Penggalan Teks —
Hanya saja, Budi menegaskan indikator untuk menentukan larangan mudik masih di tangan pemerintah pusat. Sebab, keputusan tersebut menurutnya membutuhkan pertimbangan dari semua aspek termasuk pergerakan jumlah penderita virus korona di Indonesia.
Sebelumnya, Menteri Koordinator Pembangunan Manusia dan Kebudataan Muhadjir Effendy pada Kamis (9/4) mengungkapkan pengalihan cuti bersama Idul Fitri menjadi 28-31 Desember 2020. Hal tersebut dilakukan sebagai antisipasi mudik Lebaran untuk mencegah terjadinya penyebaran virus korona.
"Kebijakan ini menindaklanjuti arahan Presiden dalam Ratas Antisipasi Mudik Lebaran pada tanggal 2 April 2020 terkait Imbauan tidak mudik dan penggantian libur Lebaran 2020," kata Muhadjir saat memimpin rapat tingkat menteri terkait Revisi Surat Keputusan Bersama Tiga Menteri tentang Hari Libur Nasional dan Cuti Bersama 2020 di Jakarta.
Survei SMRC
Hasil survei lembaga Saiful Mujani Research & Consulting (SMRC) menyatakan, 31 persen warga DKI Jakarta tetap ingin pulang kampung atau mudik Lebaran. Padahal, pemerintah sudah mengimbau masyarakat tidak mudik untuk mencegah penyebaran virus corona.

(Data ungkapan rujukan berbasis foto)
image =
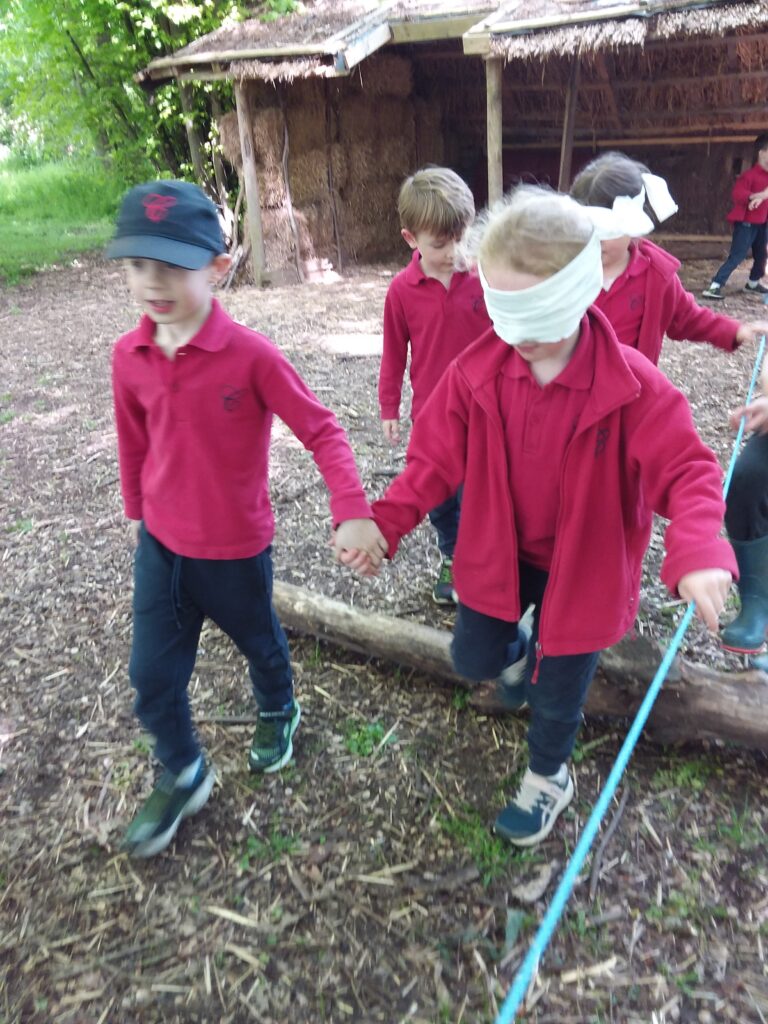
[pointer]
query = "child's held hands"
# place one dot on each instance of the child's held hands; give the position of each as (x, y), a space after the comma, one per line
(133, 527)
(756, 416)
(359, 545)
(709, 588)
(752, 331)
(391, 429)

Cara Mengerjakan —
Jawablah pertanyaan berikut berdasarkan teks tentang mudik Lebaran.
(a) Pada hari apa Muhadjir Effendy mengungkapkan pengalihan cuti bersama Idul Fitri?
(b) Cuti bersama Idul Fitri dialihkan ke tanggal berapa?
(c) Menurut survei SMRC, berapa persen warga DKI Jakarta tetap ingin mudik Lebaran?
Kerjakan hanya dengan berpedoman pada teks tentang mudik Lebaran.

Jawaban Latihan —
(a) Pada Kamis (9/4).
(b) Ke tanggal 28-31 Desember 2020.
(c) 31 persen.